WHAT THIS TASK INVOLVES
Pick out every line in the items below that contains the word "table" and copy each one.
═══ RAW RECORDS ═══
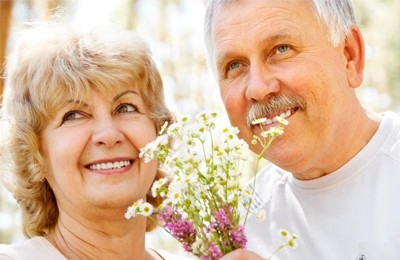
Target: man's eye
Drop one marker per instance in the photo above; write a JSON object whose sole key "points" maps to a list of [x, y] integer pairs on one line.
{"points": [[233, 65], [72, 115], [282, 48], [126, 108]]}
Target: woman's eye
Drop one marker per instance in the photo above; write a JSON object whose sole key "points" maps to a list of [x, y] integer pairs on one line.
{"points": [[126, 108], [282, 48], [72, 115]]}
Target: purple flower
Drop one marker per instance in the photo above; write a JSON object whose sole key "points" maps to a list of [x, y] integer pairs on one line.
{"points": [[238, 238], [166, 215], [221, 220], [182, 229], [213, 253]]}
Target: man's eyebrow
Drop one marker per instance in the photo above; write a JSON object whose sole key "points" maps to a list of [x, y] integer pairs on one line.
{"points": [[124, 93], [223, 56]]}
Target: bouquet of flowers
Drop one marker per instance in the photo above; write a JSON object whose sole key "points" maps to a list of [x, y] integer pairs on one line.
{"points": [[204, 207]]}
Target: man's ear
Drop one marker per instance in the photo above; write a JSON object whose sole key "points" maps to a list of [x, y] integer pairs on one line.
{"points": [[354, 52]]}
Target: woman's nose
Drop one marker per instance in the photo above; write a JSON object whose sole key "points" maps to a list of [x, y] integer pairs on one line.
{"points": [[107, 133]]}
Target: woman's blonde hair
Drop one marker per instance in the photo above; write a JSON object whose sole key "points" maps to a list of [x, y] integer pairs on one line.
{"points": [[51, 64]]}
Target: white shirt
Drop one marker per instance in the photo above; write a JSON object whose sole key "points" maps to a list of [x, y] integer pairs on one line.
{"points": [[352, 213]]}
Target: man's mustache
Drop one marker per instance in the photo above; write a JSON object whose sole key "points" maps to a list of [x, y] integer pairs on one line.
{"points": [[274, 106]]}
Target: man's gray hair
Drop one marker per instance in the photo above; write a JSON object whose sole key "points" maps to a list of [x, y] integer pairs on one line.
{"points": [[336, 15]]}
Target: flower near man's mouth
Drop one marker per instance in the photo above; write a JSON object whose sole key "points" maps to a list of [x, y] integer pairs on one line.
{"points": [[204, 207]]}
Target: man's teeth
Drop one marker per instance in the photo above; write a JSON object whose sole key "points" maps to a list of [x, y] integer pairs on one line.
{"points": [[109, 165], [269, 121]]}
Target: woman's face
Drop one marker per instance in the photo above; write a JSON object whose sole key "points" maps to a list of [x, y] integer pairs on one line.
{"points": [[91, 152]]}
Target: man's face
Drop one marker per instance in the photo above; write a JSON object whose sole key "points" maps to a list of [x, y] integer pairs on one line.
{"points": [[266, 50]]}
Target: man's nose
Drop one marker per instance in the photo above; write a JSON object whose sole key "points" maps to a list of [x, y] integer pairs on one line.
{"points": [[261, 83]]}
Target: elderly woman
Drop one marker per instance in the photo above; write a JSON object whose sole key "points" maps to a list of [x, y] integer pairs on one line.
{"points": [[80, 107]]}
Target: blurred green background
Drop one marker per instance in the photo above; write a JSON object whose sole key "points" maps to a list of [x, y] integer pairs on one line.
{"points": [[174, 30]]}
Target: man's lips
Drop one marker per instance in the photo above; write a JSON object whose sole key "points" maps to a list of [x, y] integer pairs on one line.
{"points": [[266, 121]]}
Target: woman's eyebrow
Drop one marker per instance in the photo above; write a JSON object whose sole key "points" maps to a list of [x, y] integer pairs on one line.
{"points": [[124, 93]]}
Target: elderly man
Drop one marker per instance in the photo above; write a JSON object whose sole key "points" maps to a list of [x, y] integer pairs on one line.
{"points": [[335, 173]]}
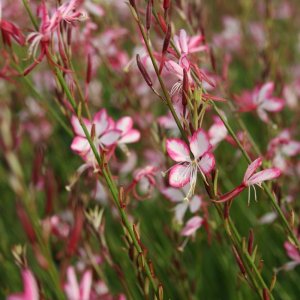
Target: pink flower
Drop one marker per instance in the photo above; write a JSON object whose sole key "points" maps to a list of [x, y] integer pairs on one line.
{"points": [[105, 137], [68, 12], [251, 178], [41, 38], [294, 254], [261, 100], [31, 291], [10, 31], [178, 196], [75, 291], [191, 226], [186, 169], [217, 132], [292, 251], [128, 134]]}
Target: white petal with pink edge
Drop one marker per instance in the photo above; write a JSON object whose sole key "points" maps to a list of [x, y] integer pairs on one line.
═══
═══ RAW RECORDS ═══
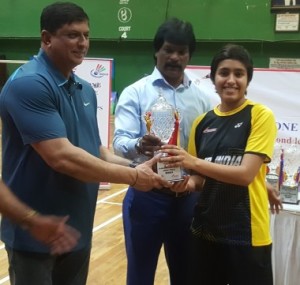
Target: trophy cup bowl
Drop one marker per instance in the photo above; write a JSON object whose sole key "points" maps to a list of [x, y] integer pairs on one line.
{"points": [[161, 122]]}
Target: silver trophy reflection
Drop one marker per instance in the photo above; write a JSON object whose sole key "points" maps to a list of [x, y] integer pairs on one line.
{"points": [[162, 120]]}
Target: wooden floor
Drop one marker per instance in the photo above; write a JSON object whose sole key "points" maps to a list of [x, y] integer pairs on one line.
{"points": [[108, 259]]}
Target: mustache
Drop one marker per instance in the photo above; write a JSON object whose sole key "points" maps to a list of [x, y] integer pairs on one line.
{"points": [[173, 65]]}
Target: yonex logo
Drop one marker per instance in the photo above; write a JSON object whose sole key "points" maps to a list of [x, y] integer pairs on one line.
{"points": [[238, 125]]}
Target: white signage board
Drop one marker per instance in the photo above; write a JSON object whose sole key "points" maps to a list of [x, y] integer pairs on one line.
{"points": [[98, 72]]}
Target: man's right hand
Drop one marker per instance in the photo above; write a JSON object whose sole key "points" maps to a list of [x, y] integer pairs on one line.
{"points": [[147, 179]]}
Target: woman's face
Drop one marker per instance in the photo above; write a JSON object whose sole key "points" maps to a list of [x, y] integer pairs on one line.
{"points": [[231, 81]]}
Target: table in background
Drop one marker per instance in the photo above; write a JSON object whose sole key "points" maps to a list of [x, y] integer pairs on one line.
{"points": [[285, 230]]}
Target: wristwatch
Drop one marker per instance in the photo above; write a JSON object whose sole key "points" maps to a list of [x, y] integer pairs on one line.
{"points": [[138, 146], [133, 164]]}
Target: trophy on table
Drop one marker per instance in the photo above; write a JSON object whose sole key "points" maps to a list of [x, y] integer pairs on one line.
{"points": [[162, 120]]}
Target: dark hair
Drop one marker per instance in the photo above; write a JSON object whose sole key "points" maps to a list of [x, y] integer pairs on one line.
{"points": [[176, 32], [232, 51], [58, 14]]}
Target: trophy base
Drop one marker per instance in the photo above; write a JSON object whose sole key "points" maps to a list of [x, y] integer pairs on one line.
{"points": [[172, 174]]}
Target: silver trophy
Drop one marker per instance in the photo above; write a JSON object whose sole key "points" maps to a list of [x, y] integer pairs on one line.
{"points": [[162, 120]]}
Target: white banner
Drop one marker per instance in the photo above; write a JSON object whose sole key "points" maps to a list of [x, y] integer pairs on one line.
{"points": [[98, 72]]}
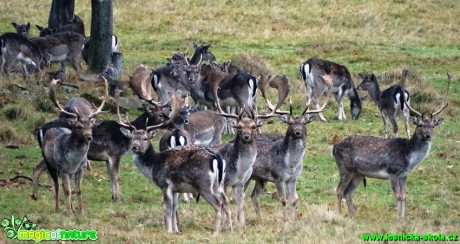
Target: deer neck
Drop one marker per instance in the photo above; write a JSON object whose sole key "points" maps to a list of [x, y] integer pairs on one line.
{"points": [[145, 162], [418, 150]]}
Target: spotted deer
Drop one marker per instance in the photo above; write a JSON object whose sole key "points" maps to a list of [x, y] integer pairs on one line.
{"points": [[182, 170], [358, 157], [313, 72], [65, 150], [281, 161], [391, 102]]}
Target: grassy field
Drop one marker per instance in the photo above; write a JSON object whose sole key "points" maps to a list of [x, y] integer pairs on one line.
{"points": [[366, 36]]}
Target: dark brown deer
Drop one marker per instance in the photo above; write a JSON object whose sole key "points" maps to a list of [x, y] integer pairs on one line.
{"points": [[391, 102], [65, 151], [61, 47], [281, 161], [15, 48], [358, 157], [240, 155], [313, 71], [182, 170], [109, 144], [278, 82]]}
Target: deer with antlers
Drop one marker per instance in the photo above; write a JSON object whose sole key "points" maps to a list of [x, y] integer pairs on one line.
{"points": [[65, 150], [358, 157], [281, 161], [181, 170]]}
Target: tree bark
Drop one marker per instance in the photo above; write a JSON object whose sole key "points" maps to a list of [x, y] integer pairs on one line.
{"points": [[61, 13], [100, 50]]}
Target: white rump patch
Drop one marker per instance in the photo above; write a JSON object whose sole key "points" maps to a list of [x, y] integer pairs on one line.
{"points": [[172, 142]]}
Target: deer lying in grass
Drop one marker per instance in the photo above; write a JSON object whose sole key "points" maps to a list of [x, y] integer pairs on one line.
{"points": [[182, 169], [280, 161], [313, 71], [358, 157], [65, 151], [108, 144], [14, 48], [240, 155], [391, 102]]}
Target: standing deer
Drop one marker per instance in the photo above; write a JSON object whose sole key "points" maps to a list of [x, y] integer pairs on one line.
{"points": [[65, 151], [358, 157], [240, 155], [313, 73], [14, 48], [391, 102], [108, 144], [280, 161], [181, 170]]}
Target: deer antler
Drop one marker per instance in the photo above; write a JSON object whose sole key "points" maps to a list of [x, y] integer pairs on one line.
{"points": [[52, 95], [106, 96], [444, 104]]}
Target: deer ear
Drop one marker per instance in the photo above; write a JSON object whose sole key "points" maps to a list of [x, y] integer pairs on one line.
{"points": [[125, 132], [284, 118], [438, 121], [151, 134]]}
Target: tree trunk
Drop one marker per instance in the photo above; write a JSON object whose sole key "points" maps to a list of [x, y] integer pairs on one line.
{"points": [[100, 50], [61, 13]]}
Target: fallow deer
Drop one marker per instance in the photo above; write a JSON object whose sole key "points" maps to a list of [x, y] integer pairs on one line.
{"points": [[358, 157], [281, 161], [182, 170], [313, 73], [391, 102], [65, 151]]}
═══
═══ RAW RECORDS ═══
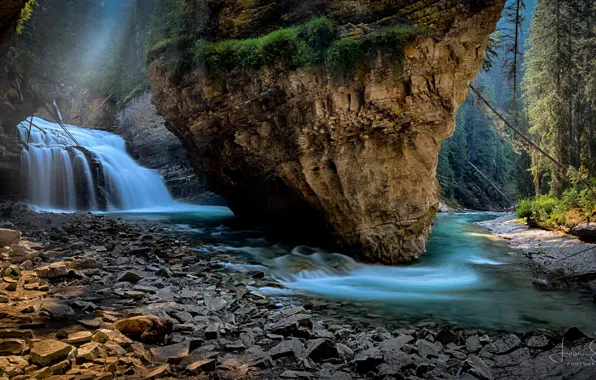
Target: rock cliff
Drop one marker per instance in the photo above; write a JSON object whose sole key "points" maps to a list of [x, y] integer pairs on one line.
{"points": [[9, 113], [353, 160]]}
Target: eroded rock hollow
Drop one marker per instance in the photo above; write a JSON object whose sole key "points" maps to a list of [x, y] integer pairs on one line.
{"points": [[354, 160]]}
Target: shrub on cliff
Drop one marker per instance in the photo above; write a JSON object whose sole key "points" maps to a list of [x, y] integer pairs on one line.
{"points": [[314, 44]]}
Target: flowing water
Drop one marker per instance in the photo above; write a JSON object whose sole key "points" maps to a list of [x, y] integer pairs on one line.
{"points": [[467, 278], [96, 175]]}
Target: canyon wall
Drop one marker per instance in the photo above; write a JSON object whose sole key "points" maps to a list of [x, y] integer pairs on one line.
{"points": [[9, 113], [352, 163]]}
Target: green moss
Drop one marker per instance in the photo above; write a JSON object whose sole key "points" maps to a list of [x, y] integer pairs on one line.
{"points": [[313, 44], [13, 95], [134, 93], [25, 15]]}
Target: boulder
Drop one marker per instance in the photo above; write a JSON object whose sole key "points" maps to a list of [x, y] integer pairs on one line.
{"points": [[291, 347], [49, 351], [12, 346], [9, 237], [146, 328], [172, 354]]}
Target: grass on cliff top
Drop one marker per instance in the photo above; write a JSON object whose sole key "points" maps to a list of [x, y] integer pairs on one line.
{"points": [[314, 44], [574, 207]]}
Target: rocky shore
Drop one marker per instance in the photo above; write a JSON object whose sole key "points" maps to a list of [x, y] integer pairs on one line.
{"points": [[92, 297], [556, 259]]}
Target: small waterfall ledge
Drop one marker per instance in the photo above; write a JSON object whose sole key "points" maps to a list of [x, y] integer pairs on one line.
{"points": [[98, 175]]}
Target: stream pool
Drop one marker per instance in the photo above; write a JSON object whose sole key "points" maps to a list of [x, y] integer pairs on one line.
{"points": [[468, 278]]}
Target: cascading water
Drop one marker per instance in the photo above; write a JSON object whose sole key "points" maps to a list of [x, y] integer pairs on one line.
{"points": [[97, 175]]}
═══
WORKED ANSWER
Target: table in background
Target: trophy on table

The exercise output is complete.